Given exercise — Convert the lines of the data below, from the line containing "Segment the owl foot" through the line containing "134 638 L 146", inclusive, into a Markdown table with columns Row and Line. Each row holds its row number and one line, with blank lines left out.
......
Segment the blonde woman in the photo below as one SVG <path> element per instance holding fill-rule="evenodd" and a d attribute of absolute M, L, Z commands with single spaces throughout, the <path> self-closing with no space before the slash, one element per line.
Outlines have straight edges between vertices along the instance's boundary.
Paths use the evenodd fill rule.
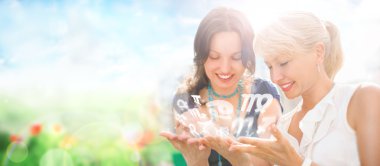
<path fill-rule="evenodd" d="M 256 36 L 255 51 L 272 81 L 302 102 L 272 126 L 276 139 L 241 138 L 231 151 L 279 165 L 380 165 L 380 88 L 334 82 L 343 61 L 336 26 L 289 13 Z"/>

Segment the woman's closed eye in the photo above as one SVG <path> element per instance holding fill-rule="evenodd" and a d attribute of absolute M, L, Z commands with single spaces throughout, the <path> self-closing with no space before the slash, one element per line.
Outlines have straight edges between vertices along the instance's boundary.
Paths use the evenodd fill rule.
<path fill-rule="evenodd" d="M 289 61 L 286 61 L 286 62 L 280 63 L 280 66 L 281 66 L 281 67 L 286 66 L 288 63 L 289 63 Z"/>
<path fill-rule="evenodd" d="M 234 56 L 232 56 L 232 59 L 236 61 L 241 60 L 241 54 L 235 54 Z"/>

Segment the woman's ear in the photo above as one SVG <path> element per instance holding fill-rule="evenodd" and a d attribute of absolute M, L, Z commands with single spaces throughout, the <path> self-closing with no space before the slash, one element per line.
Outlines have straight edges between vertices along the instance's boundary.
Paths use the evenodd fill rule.
<path fill-rule="evenodd" d="M 325 44 L 323 42 L 318 42 L 315 45 L 315 53 L 317 54 L 318 63 L 323 64 L 325 59 Z"/>

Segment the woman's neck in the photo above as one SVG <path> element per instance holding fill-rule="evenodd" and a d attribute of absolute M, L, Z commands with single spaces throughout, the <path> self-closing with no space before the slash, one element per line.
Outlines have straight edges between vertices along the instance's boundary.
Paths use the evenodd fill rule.
<path fill-rule="evenodd" d="M 211 88 L 218 94 L 220 95 L 229 95 L 229 94 L 232 94 L 235 92 L 236 88 L 238 87 L 238 84 L 236 85 L 233 85 L 229 88 L 218 88 L 218 87 L 215 87 L 215 86 L 212 86 L 211 84 Z"/>
<path fill-rule="evenodd" d="M 334 82 L 323 79 L 316 82 L 308 91 L 302 94 L 302 111 L 309 111 L 315 107 L 333 88 Z"/>

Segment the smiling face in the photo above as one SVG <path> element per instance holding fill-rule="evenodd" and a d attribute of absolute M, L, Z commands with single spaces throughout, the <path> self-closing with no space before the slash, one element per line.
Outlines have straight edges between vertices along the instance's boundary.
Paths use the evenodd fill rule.
<path fill-rule="evenodd" d="M 289 99 L 306 94 L 318 82 L 318 59 L 310 55 L 265 56 L 272 82 L 277 84 Z"/>
<path fill-rule="evenodd" d="M 211 86 L 218 93 L 231 93 L 245 71 L 242 63 L 242 44 L 236 32 L 213 35 L 204 68 Z"/>

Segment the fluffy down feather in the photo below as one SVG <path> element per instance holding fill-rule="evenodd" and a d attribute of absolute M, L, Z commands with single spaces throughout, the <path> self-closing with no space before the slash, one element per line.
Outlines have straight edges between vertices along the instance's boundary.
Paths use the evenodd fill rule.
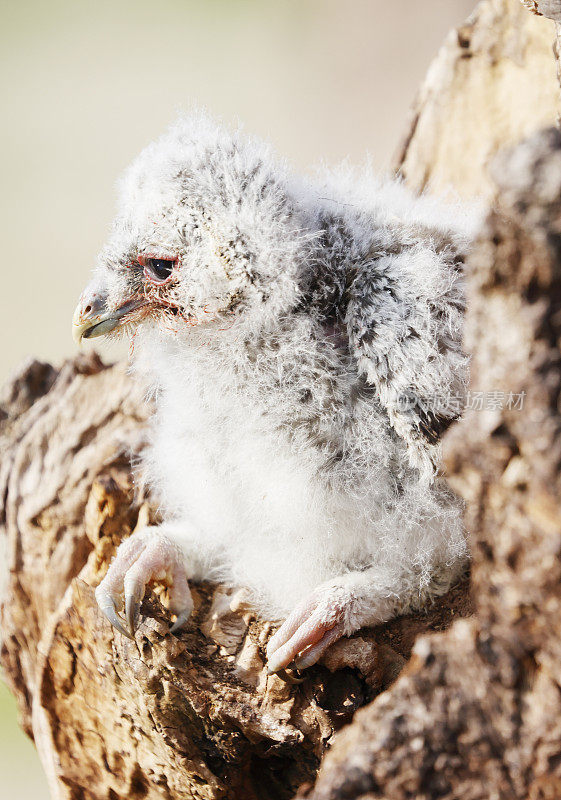
<path fill-rule="evenodd" d="M 324 643 L 458 577 L 461 508 L 438 477 L 457 410 L 434 405 L 465 386 L 478 222 L 368 171 L 297 178 L 204 115 L 140 154 L 93 286 L 109 309 L 145 300 L 121 320 L 156 405 L 141 468 L 188 577 L 246 586 L 273 619 L 308 609 L 338 625 Z M 177 259 L 172 279 L 142 254 Z M 305 666 L 321 646 L 302 642 Z"/>

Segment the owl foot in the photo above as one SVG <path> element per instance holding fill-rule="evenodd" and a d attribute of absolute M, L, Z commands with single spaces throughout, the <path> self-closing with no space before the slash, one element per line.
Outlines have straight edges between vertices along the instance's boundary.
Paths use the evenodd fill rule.
<path fill-rule="evenodd" d="M 267 646 L 269 673 L 311 667 L 345 633 L 350 598 L 341 587 L 317 589 L 299 603 Z"/>
<path fill-rule="evenodd" d="M 134 638 L 146 584 L 160 581 L 169 587 L 169 608 L 176 614 L 171 632 L 189 619 L 193 600 L 183 554 L 171 539 L 154 529 L 133 534 L 117 550 L 107 574 L 95 590 L 97 604 L 109 622 Z M 125 618 L 119 616 L 124 605 Z"/>

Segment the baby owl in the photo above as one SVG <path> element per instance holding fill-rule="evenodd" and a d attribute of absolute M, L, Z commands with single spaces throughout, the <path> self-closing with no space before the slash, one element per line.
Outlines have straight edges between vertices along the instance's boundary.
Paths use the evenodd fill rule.
<path fill-rule="evenodd" d="M 203 114 L 140 154 L 73 323 L 133 334 L 154 399 L 143 474 L 164 522 L 96 590 L 122 634 L 150 581 L 175 632 L 189 581 L 220 580 L 284 620 L 269 671 L 303 669 L 447 591 L 466 541 L 442 398 L 464 392 L 476 216 L 348 167 L 298 178 Z"/>

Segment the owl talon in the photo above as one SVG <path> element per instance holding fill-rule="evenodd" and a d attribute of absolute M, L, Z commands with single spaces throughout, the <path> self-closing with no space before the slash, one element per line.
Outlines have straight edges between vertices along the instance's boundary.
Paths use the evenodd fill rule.
<path fill-rule="evenodd" d="M 102 613 L 123 636 L 134 638 L 140 618 L 140 604 L 146 585 L 162 581 L 169 588 L 170 611 L 177 614 L 172 632 L 185 624 L 193 609 L 183 554 L 165 535 L 147 530 L 136 533 L 121 544 L 107 575 L 96 589 Z M 124 622 L 117 608 L 125 606 Z"/>

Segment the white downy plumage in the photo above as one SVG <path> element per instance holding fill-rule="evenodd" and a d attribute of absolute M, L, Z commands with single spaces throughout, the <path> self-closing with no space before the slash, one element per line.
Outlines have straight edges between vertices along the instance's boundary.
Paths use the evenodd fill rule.
<path fill-rule="evenodd" d="M 166 521 L 97 590 L 123 633 L 148 580 L 173 582 L 177 629 L 186 577 L 217 579 L 289 615 L 270 669 L 305 667 L 458 578 L 461 509 L 438 477 L 457 407 L 438 402 L 465 387 L 478 222 L 368 171 L 299 179 L 203 114 L 140 154 L 75 317 L 80 335 L 134 329 L 156 407 L 141 469 Z"/>

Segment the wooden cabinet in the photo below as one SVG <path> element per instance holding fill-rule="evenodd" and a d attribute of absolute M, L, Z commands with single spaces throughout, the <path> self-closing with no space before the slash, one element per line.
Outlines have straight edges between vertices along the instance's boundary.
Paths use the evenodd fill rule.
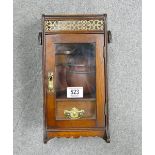
<path fill-rule="evenodd" d="M 43 15 L 44 142 L 99 136 L 110 142 L 107 31 L 103 15 Z"/>

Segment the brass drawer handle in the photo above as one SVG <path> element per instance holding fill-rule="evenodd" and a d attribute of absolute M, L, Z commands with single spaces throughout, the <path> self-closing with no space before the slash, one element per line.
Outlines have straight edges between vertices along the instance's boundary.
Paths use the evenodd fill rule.
<path fill-rule="evenodd" d="M 84 116 L 85 111 L 83 109 L 79 110 L 77 108 L 72 108 L 71 110 L 64 110 L 64 115 L 69 119 L 79 119 Z"/>
<path fill-rule="evenodd" d="M 54 93 L 53 72 L 48 72 L 48 91 Z"/>

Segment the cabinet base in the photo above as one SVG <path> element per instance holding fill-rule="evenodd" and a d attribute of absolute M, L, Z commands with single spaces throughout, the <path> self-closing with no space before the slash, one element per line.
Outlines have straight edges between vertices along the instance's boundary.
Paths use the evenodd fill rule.
<path fill-rule="evenodd" d="M 44 134 L 44 144 L 46 144 L 50 139 L 57 137 L 65 137 L 65 138 L 79 138 L 79 137 L 101 137 L 107 143 L 110 143 L 110 136 L 107 135 L 107 132 L 104 128 L 102 129 L 92 129 L 92 130 L 59 130 L 59 129 L 50 129 L 47 130 Z"/>

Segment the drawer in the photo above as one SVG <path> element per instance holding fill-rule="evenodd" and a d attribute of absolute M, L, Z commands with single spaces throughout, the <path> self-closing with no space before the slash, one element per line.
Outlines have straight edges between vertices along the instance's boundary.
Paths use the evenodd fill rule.
<path fill-rule="evenodd" d="M 96 119 L 96 101 L 57 101 L 56 120 Z"/>

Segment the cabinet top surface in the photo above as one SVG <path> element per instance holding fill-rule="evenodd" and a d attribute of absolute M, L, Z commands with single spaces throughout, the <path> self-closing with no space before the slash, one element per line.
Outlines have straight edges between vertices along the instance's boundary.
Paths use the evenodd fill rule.
<path fill-rule="evenodd" d="M 106 14 L 43 15 L 45 33 L 104 33 Z"/>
......
Answer to the task —
| Row | Line |
|---|---|
| 1 | Segment the owl foot in the photo above as one SVG <path> element per instance holding fill-rule="evenodd" and a d attribute of absolute M, L, Z commands with single spaces throughout, the <path> self-closing with no space before the slash, one element per line. |
| 2 | Outlines have straight edges between vertices along the instance's boundary. |
| 3 | Paths use the evenodd fill rule. |
| 4 | <path fill-rule="evenodd" d="M 267 646 L 269 673 L 311 667 L 345 633 L 350 598 L 341 587 L 317 589 L 299 603 Z"/> |
| 5 | <path fill-rule="evenodd" d="M 134 638 L 146 584 L 160 581 L 169 587 L 169 608 L 176 614 L 171 632 L 189 619 L 193 600 L 183 554 L 171 539 L 154 529 L 133 534 L 117 550 L 107 574 L 95 590 L 97 604 L 109 622 Z M 125 618 L 119 616 L 124 605 Z"/> |